**Your goal**
Locate every line in the entries below that contains the string "each" and copy those lines.

**Dataset content**
··········

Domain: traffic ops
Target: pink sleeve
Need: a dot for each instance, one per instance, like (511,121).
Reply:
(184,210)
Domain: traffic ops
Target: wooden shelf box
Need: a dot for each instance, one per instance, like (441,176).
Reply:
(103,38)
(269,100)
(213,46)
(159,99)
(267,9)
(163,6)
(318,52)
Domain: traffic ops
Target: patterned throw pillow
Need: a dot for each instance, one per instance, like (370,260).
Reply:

··········

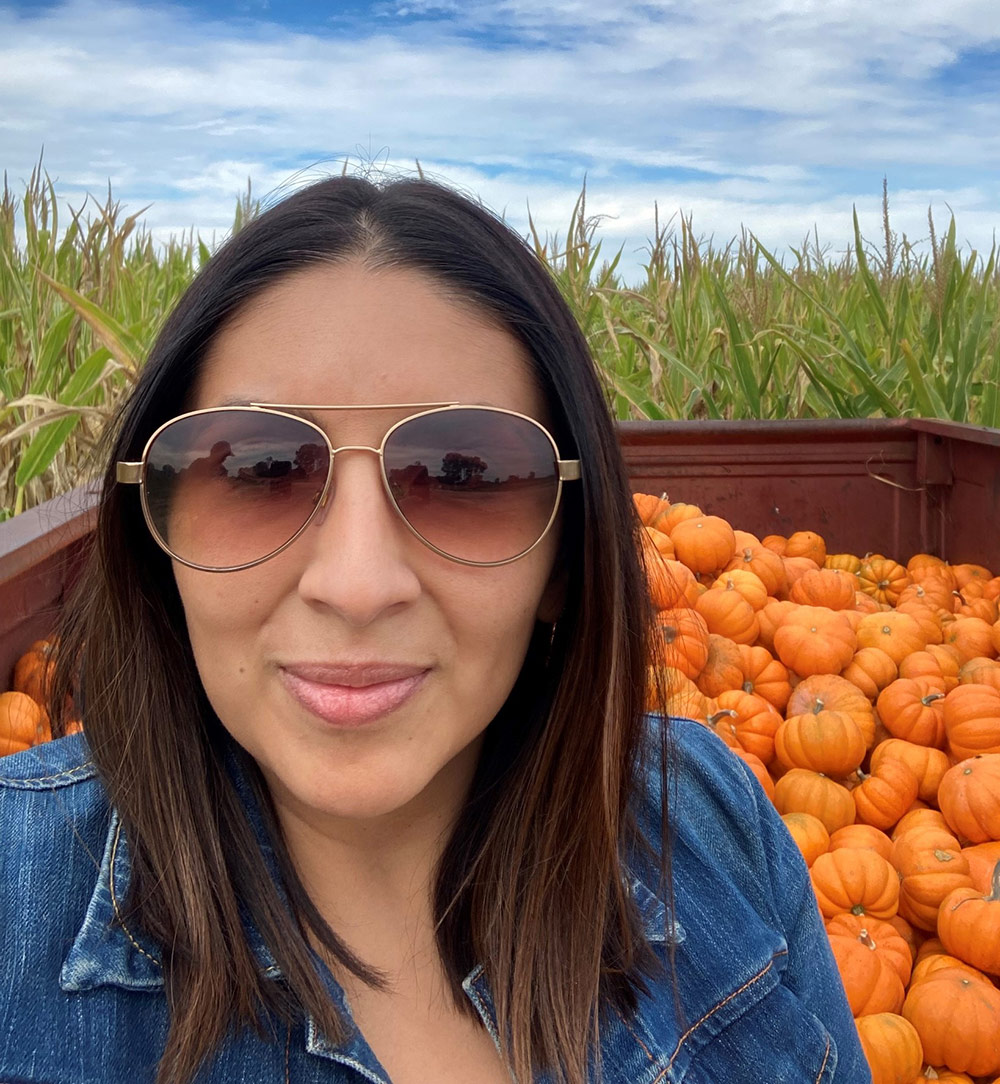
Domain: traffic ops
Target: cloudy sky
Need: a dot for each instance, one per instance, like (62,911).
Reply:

··········

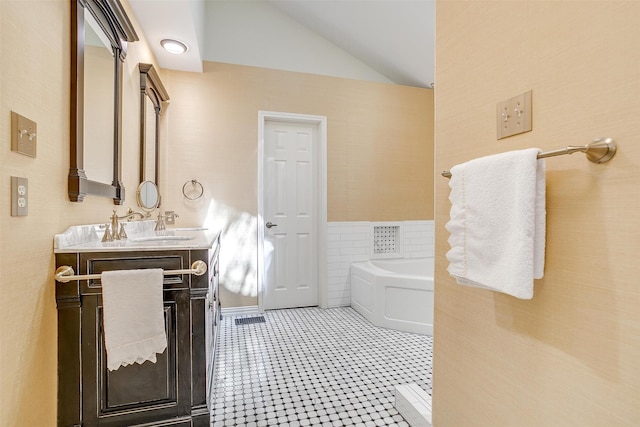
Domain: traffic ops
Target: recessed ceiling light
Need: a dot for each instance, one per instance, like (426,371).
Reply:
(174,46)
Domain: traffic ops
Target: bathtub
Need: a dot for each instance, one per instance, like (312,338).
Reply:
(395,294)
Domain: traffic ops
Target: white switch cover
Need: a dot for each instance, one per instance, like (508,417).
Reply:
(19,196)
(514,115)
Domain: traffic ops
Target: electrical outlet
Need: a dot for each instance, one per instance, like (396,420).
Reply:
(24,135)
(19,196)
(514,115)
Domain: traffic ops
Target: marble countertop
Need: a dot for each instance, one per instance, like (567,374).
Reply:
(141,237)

··········

**Task response**
Need: a dot for each instance, one per instance, like (511,121).
Need: a dot for each instance, one per instance, like (441,176).
Need: a dot for each instance, one per instance, like (370,260).
Need: a dot for each instance, one per instance, like (62,911).
Need: a dot for each instance, one per instance, like (426,371).
Need: a dot for each instance, one per instance, like (312,338).
Need: a dot for each instance, one per instance, like (508,417).
Need: a dot for each instance, one per instance, like (396,420).
Need: a dot for each instance, one per instance, like (567,374).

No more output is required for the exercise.